[Collection entries]
== Segment start ==

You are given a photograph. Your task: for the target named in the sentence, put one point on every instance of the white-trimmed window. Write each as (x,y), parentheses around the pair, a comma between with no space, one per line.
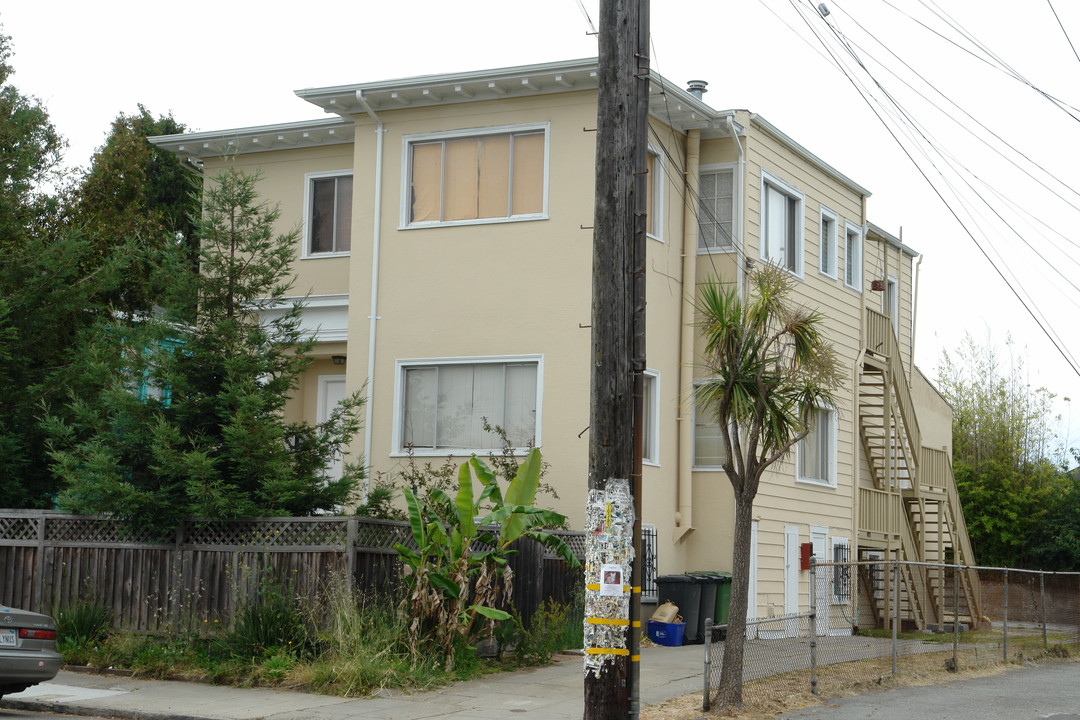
(327,213)
(709,450)
(473,176)
(441,404)
(853,256)
(655,197)
(827,240)
(650,418)
(815,454)
(716,209)
(782,223)
(890,302)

== Segment end ==

**EXERCISE GOAL**
Quote the data above in full, leaving out the pictures it holds.

**ANSWER BOX**
You are given a photograph. Your task: for the target named in the sentence, put one point on every instance of the white-trimmed window. Write each as (x,y), parentheses around the pair, a comma between with no space, one per line.
(327,213)
(709,450)
(473,176)
(441,404)
(853,256)
(655,197)
(827,240)
(650,418)
(815,454)
(716,209)
(782,223)
(890,302)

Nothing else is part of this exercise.